▸ EXERCISE DIRECTIONS
From the data that follows, print exactly the lines starting at the one containing "Mark the calm water with a point." and ending at the one containing "Mark the concrete"; include both of them and nothing more.

== RECORDS ==

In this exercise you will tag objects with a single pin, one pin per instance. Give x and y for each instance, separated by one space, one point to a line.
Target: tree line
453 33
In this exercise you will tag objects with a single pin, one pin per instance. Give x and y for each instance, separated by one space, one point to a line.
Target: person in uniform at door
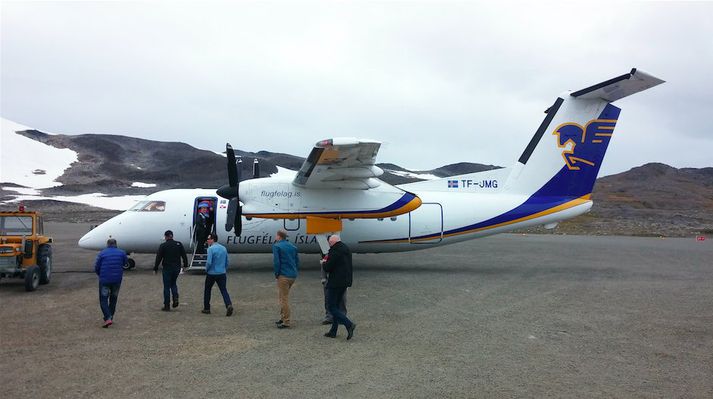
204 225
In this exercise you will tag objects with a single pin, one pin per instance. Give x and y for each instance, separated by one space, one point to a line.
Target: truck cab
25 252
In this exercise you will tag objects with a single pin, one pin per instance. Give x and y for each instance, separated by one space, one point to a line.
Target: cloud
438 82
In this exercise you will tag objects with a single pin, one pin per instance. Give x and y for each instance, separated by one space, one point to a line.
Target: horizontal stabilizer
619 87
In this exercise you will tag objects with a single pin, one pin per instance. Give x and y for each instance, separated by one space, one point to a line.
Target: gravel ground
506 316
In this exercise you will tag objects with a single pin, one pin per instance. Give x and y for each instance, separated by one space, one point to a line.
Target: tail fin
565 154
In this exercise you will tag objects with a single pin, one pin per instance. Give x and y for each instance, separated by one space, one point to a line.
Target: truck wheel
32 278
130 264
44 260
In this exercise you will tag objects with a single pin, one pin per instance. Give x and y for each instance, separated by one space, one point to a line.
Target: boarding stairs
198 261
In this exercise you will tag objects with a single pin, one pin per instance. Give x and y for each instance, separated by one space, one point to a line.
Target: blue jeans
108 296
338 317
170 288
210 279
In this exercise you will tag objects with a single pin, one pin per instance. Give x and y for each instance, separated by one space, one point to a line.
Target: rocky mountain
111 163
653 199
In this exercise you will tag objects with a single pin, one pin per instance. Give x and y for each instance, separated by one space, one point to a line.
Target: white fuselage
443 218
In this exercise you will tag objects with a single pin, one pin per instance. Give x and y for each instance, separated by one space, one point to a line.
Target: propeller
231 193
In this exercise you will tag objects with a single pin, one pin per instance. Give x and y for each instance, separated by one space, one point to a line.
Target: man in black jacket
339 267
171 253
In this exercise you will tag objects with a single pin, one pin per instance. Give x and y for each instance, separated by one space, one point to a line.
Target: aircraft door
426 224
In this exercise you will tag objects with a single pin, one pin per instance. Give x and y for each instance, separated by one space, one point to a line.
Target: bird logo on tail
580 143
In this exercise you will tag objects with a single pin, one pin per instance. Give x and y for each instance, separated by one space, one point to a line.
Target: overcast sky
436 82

===
== RECORDS ==

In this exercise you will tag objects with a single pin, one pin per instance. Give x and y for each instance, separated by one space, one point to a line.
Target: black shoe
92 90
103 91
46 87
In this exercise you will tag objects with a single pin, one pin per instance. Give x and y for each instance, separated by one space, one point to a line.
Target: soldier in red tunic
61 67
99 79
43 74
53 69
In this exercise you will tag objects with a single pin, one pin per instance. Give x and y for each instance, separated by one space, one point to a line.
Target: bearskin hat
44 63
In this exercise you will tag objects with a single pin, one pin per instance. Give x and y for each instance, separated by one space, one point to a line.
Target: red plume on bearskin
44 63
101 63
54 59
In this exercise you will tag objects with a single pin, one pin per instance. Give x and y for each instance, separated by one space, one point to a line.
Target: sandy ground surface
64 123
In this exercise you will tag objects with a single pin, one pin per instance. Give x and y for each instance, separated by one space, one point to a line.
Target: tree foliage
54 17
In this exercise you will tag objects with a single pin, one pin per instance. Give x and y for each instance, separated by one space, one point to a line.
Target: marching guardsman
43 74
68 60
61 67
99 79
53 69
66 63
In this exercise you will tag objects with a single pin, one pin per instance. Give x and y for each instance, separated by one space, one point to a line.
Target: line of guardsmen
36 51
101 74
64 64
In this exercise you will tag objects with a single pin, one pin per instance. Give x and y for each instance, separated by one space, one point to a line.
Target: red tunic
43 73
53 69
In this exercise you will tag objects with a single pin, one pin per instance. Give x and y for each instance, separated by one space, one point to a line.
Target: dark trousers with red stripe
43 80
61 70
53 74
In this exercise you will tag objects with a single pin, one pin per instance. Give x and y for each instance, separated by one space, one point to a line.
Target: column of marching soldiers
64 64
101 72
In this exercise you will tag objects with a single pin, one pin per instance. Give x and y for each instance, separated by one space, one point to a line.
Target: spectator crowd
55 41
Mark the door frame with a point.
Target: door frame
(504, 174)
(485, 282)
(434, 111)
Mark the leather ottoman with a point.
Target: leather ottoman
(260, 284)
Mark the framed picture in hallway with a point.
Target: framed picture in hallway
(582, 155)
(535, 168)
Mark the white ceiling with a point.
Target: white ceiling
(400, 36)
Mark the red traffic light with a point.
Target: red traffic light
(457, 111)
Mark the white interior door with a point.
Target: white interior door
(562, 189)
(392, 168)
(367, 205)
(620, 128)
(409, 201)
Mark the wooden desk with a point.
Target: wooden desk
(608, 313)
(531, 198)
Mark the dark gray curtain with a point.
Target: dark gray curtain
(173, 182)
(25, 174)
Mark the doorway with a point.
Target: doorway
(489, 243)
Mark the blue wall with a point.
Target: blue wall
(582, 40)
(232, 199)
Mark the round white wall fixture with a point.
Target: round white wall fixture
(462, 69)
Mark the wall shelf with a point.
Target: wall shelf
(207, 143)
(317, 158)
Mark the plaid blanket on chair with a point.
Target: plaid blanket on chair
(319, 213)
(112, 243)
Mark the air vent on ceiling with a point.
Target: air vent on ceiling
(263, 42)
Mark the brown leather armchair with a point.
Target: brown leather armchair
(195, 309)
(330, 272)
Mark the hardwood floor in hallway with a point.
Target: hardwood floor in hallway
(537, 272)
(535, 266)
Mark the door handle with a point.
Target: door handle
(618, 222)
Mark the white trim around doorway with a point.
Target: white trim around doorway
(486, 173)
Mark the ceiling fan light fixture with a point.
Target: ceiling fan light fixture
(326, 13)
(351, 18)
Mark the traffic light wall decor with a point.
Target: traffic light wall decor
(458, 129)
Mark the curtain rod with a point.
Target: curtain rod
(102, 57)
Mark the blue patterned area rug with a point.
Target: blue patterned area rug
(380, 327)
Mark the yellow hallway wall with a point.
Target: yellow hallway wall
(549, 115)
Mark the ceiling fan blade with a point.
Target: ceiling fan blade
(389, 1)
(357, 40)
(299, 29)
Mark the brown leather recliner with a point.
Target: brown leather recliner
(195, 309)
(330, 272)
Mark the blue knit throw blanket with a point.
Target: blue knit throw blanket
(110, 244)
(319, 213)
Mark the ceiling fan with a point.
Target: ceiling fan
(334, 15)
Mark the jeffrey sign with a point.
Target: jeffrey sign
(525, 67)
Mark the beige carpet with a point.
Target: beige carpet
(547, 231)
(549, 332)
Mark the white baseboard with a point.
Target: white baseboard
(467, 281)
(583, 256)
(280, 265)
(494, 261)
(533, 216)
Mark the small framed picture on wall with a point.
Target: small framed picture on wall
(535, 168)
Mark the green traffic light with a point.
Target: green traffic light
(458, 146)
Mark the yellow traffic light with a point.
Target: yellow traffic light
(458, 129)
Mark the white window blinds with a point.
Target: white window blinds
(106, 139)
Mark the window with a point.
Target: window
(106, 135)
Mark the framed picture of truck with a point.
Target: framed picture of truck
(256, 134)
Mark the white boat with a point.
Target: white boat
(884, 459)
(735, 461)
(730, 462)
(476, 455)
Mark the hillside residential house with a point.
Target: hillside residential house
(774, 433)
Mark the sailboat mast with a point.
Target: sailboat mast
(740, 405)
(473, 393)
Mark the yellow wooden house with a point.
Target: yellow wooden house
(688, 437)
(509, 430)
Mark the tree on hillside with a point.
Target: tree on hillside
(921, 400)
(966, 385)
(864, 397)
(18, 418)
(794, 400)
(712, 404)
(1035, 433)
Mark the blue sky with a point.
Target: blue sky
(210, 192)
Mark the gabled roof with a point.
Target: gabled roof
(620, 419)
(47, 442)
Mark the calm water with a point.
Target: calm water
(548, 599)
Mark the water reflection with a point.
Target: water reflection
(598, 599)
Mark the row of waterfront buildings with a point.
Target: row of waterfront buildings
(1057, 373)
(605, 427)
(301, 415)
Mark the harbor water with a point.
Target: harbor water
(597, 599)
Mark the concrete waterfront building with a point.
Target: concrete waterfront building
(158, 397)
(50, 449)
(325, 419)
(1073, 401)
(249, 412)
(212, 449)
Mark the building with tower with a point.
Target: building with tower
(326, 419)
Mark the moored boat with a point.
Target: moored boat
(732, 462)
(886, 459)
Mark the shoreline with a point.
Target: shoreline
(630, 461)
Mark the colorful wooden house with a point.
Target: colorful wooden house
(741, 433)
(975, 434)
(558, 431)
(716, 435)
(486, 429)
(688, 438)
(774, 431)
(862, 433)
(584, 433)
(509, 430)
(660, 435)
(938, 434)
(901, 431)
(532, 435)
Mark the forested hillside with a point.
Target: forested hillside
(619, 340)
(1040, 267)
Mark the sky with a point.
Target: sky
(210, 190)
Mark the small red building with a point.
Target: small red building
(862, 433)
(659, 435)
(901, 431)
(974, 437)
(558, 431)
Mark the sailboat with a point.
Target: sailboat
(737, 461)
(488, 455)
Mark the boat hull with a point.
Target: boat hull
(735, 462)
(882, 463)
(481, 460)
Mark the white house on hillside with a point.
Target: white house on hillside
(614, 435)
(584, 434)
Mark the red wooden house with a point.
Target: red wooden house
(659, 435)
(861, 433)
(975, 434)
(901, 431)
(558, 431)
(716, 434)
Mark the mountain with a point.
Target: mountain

===

▸ REPLY
Mark the calm water with a point.
Target: calm water
(548, 599)
Mark the water reflection with a point.
Target: water reflection
(598, 599)
Mark the row of waterfront buildings with a point.
Target: row of waterfront buildings
(1057, 373)
(605, 427)
(301, 415)
Mark the harbor water with a point.
Target: harbor water
(597, 599)
Mark the concrete waterfront building with a point.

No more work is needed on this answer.